Collected data entries
* * *
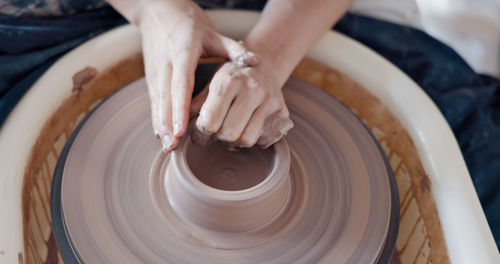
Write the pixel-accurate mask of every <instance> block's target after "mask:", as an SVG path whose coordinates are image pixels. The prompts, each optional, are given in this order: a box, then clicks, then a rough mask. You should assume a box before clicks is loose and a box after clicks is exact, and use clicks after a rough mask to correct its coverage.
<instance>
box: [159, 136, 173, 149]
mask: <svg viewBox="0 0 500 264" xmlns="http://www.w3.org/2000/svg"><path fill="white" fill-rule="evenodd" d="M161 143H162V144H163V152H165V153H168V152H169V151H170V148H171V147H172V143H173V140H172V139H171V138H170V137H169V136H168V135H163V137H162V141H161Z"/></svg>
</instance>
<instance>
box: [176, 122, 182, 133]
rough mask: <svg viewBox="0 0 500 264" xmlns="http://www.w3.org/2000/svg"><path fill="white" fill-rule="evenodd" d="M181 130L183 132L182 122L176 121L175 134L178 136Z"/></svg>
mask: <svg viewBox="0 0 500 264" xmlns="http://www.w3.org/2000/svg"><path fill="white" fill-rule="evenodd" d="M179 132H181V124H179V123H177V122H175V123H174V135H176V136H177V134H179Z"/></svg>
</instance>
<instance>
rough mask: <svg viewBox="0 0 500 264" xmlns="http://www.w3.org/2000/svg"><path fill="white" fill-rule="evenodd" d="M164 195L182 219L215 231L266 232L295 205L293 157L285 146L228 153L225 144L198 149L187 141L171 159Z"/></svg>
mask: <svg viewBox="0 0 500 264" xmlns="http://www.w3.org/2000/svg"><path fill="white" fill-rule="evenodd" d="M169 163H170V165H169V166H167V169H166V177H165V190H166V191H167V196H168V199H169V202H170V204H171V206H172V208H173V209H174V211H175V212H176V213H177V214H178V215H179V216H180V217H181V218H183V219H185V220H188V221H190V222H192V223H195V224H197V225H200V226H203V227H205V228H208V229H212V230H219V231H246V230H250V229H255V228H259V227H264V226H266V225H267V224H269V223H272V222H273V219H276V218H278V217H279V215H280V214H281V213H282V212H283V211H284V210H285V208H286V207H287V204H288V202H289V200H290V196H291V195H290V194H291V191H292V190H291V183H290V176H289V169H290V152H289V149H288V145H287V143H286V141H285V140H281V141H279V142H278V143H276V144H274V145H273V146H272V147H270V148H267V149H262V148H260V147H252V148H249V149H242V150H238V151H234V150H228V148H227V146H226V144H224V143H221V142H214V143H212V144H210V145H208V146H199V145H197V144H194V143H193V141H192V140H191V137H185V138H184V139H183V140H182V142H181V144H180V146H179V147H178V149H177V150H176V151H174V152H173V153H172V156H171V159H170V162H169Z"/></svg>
* * *
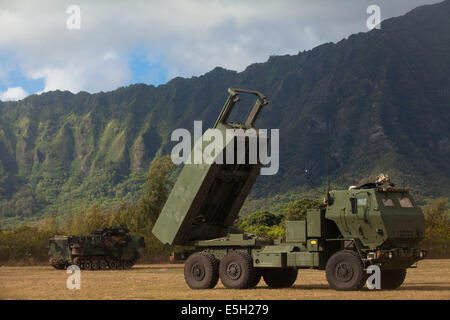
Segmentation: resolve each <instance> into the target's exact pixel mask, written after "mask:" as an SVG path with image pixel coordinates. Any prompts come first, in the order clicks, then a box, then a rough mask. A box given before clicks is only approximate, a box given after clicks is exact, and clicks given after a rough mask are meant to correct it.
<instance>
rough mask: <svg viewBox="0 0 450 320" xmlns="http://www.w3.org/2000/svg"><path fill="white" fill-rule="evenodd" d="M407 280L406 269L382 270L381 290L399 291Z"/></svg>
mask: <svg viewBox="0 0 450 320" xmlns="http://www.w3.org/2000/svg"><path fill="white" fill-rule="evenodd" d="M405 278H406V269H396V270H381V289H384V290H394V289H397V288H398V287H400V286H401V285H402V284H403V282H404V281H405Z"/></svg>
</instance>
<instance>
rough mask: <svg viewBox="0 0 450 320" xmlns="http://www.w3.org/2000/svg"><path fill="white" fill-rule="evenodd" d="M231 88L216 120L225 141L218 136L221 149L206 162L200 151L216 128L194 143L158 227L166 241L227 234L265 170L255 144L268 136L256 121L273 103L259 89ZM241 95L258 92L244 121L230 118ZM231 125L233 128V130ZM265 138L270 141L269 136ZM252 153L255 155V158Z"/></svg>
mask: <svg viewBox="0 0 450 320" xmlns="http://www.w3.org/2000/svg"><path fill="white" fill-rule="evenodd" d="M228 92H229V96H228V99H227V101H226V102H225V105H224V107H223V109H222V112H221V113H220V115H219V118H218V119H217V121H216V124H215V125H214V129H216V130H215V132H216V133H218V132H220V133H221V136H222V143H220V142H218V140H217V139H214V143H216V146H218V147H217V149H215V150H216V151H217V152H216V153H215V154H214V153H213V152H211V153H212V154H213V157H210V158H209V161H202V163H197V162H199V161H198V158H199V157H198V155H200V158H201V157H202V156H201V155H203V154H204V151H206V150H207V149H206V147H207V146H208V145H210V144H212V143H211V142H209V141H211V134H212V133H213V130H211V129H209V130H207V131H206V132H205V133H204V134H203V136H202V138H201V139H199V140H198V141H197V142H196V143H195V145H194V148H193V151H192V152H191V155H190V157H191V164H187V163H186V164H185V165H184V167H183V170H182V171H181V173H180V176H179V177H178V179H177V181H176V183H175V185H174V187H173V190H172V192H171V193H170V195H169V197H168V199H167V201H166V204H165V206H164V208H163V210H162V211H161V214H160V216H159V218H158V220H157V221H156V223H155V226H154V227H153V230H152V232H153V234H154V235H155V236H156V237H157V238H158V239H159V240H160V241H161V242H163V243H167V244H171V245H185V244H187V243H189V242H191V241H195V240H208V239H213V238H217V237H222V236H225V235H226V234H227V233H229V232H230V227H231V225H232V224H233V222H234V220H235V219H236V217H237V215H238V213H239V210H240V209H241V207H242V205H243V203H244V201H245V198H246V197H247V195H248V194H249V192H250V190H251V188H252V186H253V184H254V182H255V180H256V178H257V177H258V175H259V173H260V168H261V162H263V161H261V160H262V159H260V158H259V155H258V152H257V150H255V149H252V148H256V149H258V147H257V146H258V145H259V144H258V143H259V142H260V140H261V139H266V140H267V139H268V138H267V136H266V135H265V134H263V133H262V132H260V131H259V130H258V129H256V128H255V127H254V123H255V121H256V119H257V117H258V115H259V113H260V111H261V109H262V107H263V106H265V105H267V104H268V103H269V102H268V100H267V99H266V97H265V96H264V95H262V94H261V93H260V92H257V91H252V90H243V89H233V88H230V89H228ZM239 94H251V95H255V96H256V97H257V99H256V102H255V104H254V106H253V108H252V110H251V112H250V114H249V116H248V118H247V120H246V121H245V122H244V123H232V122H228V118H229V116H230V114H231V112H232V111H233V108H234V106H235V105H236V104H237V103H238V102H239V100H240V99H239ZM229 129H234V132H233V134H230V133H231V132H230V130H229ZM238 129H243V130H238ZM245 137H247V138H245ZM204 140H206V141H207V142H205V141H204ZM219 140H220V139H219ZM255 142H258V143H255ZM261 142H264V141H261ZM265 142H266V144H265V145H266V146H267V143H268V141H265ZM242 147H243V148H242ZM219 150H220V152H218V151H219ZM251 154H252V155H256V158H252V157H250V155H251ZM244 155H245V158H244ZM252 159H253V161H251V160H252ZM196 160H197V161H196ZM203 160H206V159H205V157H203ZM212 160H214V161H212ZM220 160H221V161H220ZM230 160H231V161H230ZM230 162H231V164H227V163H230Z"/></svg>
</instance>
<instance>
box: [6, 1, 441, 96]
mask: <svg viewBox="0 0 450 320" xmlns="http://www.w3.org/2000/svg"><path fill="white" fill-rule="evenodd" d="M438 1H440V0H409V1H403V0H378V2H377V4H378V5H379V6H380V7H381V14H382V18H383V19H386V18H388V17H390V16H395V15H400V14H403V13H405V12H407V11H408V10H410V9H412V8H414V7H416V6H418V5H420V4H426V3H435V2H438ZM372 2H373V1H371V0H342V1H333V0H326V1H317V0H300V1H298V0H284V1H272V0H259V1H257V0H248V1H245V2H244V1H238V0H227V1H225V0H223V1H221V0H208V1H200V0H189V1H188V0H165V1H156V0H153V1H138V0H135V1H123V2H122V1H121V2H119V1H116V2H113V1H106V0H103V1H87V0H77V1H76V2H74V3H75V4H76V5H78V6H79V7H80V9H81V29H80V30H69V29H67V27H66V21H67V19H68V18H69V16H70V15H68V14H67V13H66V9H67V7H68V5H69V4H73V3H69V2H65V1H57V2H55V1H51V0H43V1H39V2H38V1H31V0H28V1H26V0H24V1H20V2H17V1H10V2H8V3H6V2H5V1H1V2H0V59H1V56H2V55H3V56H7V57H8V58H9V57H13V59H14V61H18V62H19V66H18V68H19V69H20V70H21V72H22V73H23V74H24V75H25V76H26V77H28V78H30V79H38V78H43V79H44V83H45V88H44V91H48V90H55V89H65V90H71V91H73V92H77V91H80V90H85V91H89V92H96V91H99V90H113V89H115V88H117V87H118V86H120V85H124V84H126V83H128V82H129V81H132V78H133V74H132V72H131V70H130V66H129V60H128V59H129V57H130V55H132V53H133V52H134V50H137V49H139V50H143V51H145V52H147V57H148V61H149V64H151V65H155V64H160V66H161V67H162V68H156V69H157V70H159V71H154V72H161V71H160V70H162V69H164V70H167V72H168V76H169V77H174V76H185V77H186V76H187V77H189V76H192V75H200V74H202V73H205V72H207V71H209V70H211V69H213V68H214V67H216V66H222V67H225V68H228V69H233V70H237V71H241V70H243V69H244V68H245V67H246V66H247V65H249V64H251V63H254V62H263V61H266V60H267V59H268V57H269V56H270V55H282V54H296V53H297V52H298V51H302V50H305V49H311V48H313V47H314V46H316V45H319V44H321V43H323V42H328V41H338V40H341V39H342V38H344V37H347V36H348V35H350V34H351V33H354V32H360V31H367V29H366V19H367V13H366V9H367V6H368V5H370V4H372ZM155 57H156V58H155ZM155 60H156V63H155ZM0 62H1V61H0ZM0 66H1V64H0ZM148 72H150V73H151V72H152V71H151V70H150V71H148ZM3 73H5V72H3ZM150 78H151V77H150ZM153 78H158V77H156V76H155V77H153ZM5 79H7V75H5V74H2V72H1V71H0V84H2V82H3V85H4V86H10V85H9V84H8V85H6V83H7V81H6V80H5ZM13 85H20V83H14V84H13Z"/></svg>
* * *
- _Task prompt_
Would you copy out exactly the lines above that start at the one containing "Write the pixel-accurate" and end at the one containing "box: [176, 122, 182, 133]", inclusive?

- _Solution to this task_
Write the pixel-accurate mask of every <instance> block's target after "mask:", as an SVG path whose coordinates are image pixels. The prompts, each optional, are given in this order: a box, then clicks, then a rough mask. You should assume a box before clicks is loose and a box after clicks is exact, and use clicks after a rough mask to correct its coverage.
<instance>
box: [159, 136, 173, 149]
mask: <svg viewBox="0 0 500 264" xmlns="http://www.w3.org/2000/svg"><path fill="white" fill-rule="evenodd" d="M161 143H162V144H163V152H165V153H168V152H169V151H170V148H171V147H172V143H173V140H172V139H171V138H170V137H169V136H168V135H163V137H162V141H161Z"/></svg>
</instance>
<instance>
box: [176, 122, 182, 133]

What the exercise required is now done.